This was contained in PwC’s 10th global bi-annual survey of family businesses, which revealed the current thinking and outlook of 2801 family business leaders across 87 territories including Nigeria.
PwC noted that the NextGen are the ones to bring in a more evidence-based approach both for the business and philanthropy as well as leverage technology and digital trends, saying the time to act is now if family businesses would keep their legacy for future generations.
It noted that family businesses were essential to the success of the global economy, responsible for half of the global gross domestic product (GDP) and employment.
“The largest 750 alone have combined revenues of $9 trillion a year and employ more than 30 million people. They helped the world reboot after the financial crisis; they need to be strong to do it again after COVID-19 and provide the legacy they want.
“It will surprise no one that family business is the most trusted form of business (Edelman trust barometer – 2019 family business 67 per cent vs. publicly owned 58 per cent). That they have been more resilient may come as a surprise to those outside family businesses.
“Only 21 per cent needed to seek outside capital to weather the pandemic in 2020. The survey suggests that family businesses have weathered the pandemic relatively well.”
The report noted that the key priorities facing Nigerian family businesses are somewhat different from the global trends, which reflects the market condition.
It noted that over the next two years Nigerian family businesses are introducing new products/services, rethinking/changing/adapting their business models, expanding into new markets/client segments, improving digital capabilities and increasing the use of new technologies.

Natural-language object grounding data:
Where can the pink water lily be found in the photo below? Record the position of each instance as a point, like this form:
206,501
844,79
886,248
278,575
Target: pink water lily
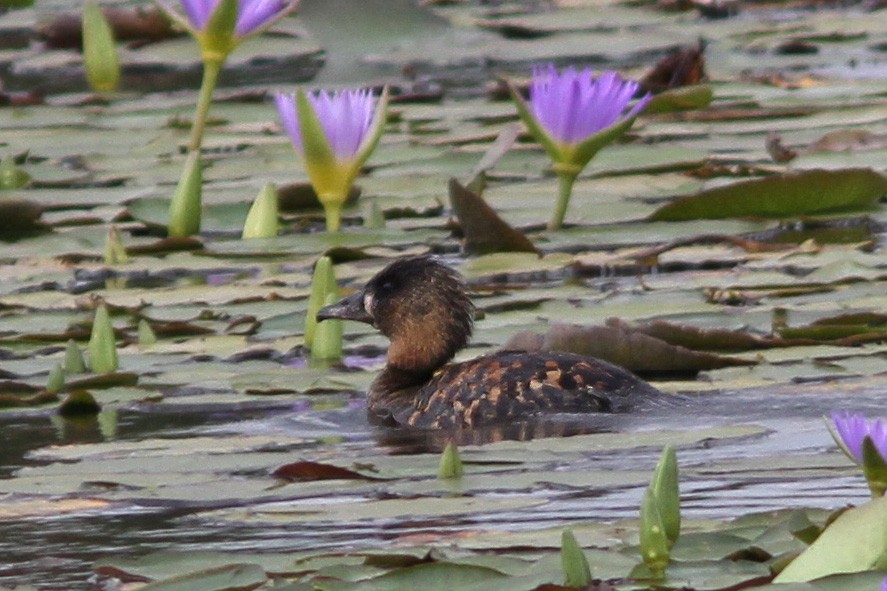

To do:
A: According to the text on PwC's family business survey, what share of family businesses needed to seek outside capital to get through the pandemic in 2020?
B: Carry on the text about PwC's family business survey, picking up right after its last sentence.
The rows aren't needed for anything here.

Answer set:
A: Only 21 per cent.

B:
“This means whole scale transformations are the order of the day. However, they could benefit by thinking strategically. This could include: finding new markets for existing products. A better understanding of how the African Continental Free Trade Area (AfCFTA) agreement can help.
“Radically rethinking business models – for instance how can we serve international clients using Nigerian brains sitting in Nigeria? How we can be structured to ensure we build lasting businesses that defy changing generations and provide the much-needed stability to over 60 per cent of the Nigerian economy. These range from governance, tax efficiencies and great indices on the financials; and how can we leverage technology especially digital capabilities. Only 40 per cent feel they have strong digital capabilities in Nigeria.”
According to Lead for Family Business and Private Client Services Nigeria, Esiri Agbeyi, “Nigerian Family Businesses have had a challenging year – but rewarding as well. They have had to face tremendous headwinds with the currency issues and stock market fluctuations in addition to the pandemic. Growth is slowly returning to the market. We have seen how they have stepped in with their generous support of the communities during the pandemic.”